Data shown:
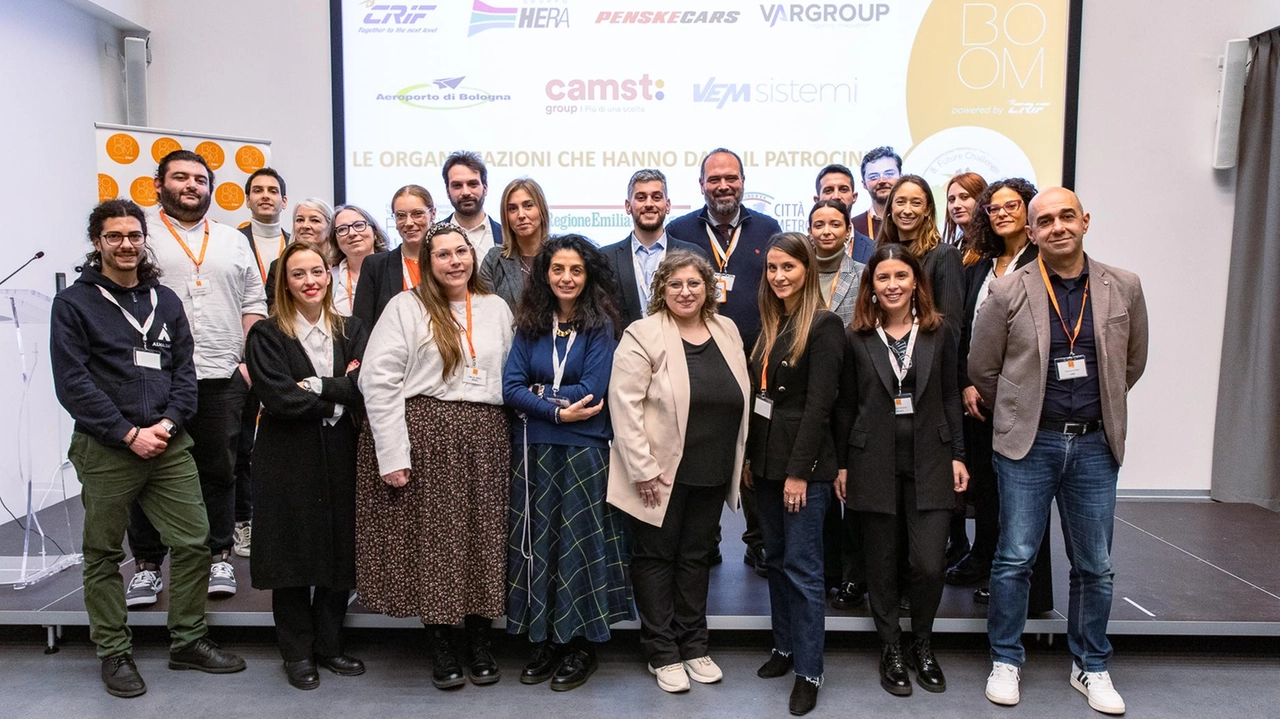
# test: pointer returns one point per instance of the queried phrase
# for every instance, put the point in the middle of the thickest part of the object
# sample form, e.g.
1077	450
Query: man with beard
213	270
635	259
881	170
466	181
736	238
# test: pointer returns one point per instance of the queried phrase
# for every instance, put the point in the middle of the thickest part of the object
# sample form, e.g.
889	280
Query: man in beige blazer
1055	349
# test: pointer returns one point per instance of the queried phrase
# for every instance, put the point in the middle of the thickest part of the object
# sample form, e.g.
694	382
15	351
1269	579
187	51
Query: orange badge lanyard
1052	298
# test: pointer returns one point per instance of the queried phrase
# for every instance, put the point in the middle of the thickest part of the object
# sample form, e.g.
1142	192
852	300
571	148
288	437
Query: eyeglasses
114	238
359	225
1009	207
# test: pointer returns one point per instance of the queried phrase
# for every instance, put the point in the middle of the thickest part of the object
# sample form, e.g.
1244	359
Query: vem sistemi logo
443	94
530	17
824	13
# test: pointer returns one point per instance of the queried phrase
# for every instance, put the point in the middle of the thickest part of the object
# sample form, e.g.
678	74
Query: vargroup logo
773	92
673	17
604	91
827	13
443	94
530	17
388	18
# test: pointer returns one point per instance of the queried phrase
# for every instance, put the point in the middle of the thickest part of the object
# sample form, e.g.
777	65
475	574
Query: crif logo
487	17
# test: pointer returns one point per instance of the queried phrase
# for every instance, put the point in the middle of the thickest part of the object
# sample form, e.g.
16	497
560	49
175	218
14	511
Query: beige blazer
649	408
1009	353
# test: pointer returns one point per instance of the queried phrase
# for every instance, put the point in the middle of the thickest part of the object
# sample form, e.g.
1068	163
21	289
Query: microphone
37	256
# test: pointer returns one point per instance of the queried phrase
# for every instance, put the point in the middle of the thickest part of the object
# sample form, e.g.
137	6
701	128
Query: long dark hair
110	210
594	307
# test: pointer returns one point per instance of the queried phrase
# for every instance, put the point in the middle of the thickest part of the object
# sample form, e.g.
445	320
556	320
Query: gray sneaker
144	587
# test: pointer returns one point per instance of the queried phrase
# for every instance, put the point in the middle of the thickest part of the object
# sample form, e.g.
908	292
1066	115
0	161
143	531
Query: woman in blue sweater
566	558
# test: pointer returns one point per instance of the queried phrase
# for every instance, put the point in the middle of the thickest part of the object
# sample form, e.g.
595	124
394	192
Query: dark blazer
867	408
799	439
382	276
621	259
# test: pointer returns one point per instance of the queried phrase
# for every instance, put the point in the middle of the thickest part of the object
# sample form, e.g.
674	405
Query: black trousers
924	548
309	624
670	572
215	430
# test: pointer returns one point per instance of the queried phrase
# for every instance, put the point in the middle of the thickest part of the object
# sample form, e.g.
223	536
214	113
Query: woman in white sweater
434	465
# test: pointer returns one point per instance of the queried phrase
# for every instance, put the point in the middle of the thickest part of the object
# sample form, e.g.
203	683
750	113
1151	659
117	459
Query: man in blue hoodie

What you should do:
A word-for-word copy of the data, without its pictures, is what is needed.

Exercise output:
# test: pointer returns one point per instance of the queried phrase
# for every instance, put the point in the middle of the thickest part of the object
# sample form, e.g.
1077	450
Query: man with beard
213	270
635	259
881	170
466	181
736	238
# test: pointer returns one point per instance of the queried phrase
# for every instance, put the point in the middle of the thickest part of the object
# sample form, e.g.
889	280
Query: man in beige blazer
1055	349
# test: pointer returns one point per instance of the queried phrase
# for every instance, put the point in the middle of the thickest part of the object
# sample form, e.g.
694	382
15	351
1269	579
187	51
Query: orange badge lanyard
1052	298
# test: pointer returns one point per instance of the queried phrase
# for every instance, put the point in the middle of the thickest part of the object
# sample form, e.g.
1142	192
852	300
571	148
288	437
Query: eyeglasses
114	238
359	225
1009	207
# test: pointer returns one point per instance of the queried phrase
# for every instance, put the point in the middle of the thickest part of the object
# sample form, e.g.
1244	359
Query: vem sistemi logo
443	94
530	17
824	13
# test: pointer returns one point per instance of the queried phrase
# for every instance, put the point in the middle of the thickest part of the object
# sample form, e.g.
678	74
Query: vargroup logo
773	92
673	17
604	91
827	13
443	94
530	17
388	18
# test: pointer returns one point per instance of the queried phrase
# for every instance, put the point in the middle of the thickest part of the object
# sample form, e.g.
777	65
475	574
Query: crif logo
487	17
# test: pointer returns one point per instance of the queried phrase
# for every instance, put the point in the middle of the thickest part of the object
# sample form, e.g.
16	497
560	49
175	218
14	511
Query: beige blazer
649	408
1009	353
# test: pointer returns one point per instance of the queried phrase
# for every instance, put the point in the middle of the thickest part of the object
# sample form, e.g.
1068	163
21	289
Query: microphone
37	256
# test: pointer returns one point per instance of the queried phrase
# for every instance, put the point in the middle of the thickest part of the object
# sample form, e.g.
137	6
701	128
Query: long dark hair
110	210
594	307
# test: pointer returns one point per instance of the queried phrase
# for every instance, put the point in the middle of the thickest part of the object
# sample form, e.g.
445	320
556	320
Query: gray sneaker
144	587
# test: pointer returns one point per instance of the queried phrase
# for every instance, put the point in the middle of the thickest part of the object
# sample form, e.g.
908	292
1066	115
0	161
143	531
Query: woman in blue sweater
566	558
# test: pointer returns one point per instance of the queried phrase
# for every instance, put the point in the middle of the thickest part of the object
# sample form, e.g.
595	124
394	192
Query: dark blazer
867	408
799	439
382	276
621	259
# test: pointer returns one point per instance of the queried phrase
# for every instance, put the point in the middle of the thickest part of the object
# sample form, e.g.
674	405
Query: black trousers
924	548
309	624
670	572
215	430
# test: pointer returns one point per instance of the queried phrase
# for every instance, put the point in the middle of the thickest part of the object
# sample form, e.g.
223	536
214	113
Query: woman in white sweater
434	465
# test: pointer returns one point per instance of the queried phrase
# for every instance, put the point in the middle of the thickest part of the object
# sample form, e.g.
203	683
750	113
1151	659
117	459
Query: man in blue hoodie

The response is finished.